• _Text passage_:
▬▬▬
The perception of a hostile global environment, persisting across centuries, was cultivated by successive Soviet governments and has become deeply rooted in the Russian and the Soviet mass consciousness, as reflected in the VCIOM surveys. Many Russians see their country as a besieged fortress encircled by enemies and consequently, they site themselves in opposition to the “other” world. In 1994, 42% of VCIOM respondents fully or partly agreed with the statement that "Russia always provokes negative feelings in other states, and nobody wants us". Of course, such a feeling was encouraged in the early post-Soviet years by an expulsion of hundreds of thousands of ethnic Russians from the Transcaucasian republics, Central Asia and Kazakhstan and by overt anti-Russian nationalism in the independent Baltic states, marked by stringent language requirements for citizenship. In 1996, 8% of VCIOM respondents declared that they believed that the military threat to Russia was real and 29% believed in the possibility of external military aggression against Russia. In April 1997, one-quarter of the respondents answered that the military threat to Russia has grown since the beginning of political and economic reforms under Mikhail Gorbachev in the mid-1980s.
For centuries, the Russian Empire and the former Soviet Union as its direct successor built enduring geopolitical "envelopes" around the country in the attempt to move perceived enemies away from "the besieged fortress"; this classic attempt to make buffers against external threat was directed towards east and west. As a result of these continual efforts, three such envelopes existed around Russia by the end of the Soviet Union in 1991: the belt of Union republics on Russia’s borders, the strip of Soviet allies in East-Central Europe and in other regions, and, finally, a discontinuous zone of the so-called “countries of socialist orientation”, a set that grew significantly in the 1970s (O’Loughlin, 1989). In only a few years, 1989-1991, all three zones disintegrated (Kolossov and Treivish, 1993). Moreover, the recent enlargement of NATO to central Europe right up to the borders of Russia and incorporating former Soviet allies, has made the Russian exclave of Kaliningrad a direct neighbor of a NATO member, Poland. The perspective of a further eastward expansion of NATO to the territory of the former Soviet Union, for example to the former Baltic republics of Latvia, Lithuania and Estonia, is highly negative and emotive for a large part of Russian public opinion.
▬▬▬
• _Study material_:
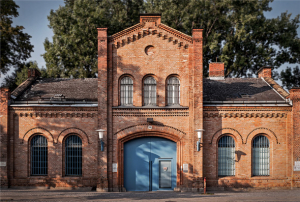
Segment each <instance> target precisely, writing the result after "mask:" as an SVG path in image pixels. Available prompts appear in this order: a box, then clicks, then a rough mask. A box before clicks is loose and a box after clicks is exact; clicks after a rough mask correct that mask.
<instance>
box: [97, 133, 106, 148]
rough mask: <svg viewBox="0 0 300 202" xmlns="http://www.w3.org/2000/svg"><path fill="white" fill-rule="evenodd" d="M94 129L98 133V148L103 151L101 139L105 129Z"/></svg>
mask: <svg viewBox="0 0 300 202" xmlns="http://www.w3.org/2000/svg"><path fill="white" fill-rule="evenodd" d="M96 131H97V132H98V133H99V139H100V149H101V151H104V142H103V141H102V140H103V133H104V131H105V130H103V129H99V130H96Z"/></svg>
▬▬▬
• _Work task A_:
In the passage on Russian perceptions of a hostile outside world, what encouraged the feeling in the early post-Soviet years that "nobody wants us"? Answer in one to three sentences.
• _Work task B_:
Carry on the passage on Russian perceptions of a hostile outside world, starting after its final sentence.

• _Answer A_:
The feeling was encouraged by the expulsion of hundreds of thousands of ethnic Russians from the Transcaucasian republics, Central Asia and Kazakhstan. Overt anti-Russian nationalism in the independent Baltic states, marked by stringent language requirements for citizenship, also fed it.

• _Answer B_:
Inconsistent with expectations from a general sense of encirclement, Russian perceptions of the "other" are typically not aggressive. In 1997, only 17% of Russians explain their frustration with the present-day situation by loss of "external" self-identification towards the outside world. Negative attitudes of Russians are generally not focused against specific national groups, with some important exceptions. According to the results of the 1997 VCIOM sociological study, 47% of Russian respondents did not trust or were angry towards Chechens (in autumn 1999, after a series of apartment bomb blasts in Moscow and Rostov for which Chechens were blamed by Russian authorities, this percentage has undoubtedly increased dramatically) and 41% were hostile towards Gypsies. The comparable hostility figures are about 10% towards Jews, 12% towards Estonians, and 28% towards Azeris. However, ethnic or political mobilization according to a single "oppositional" model that puts Russian identity as a frame of reference against other national groups of the former Soviet Union, is simply not feasible among contemporary Russians. For Russians, a combination of a general lack of self-confidence, an uncertain identity and a general distrust of foreigners is not matched by strong negative feelings towards specific nationalities or countries.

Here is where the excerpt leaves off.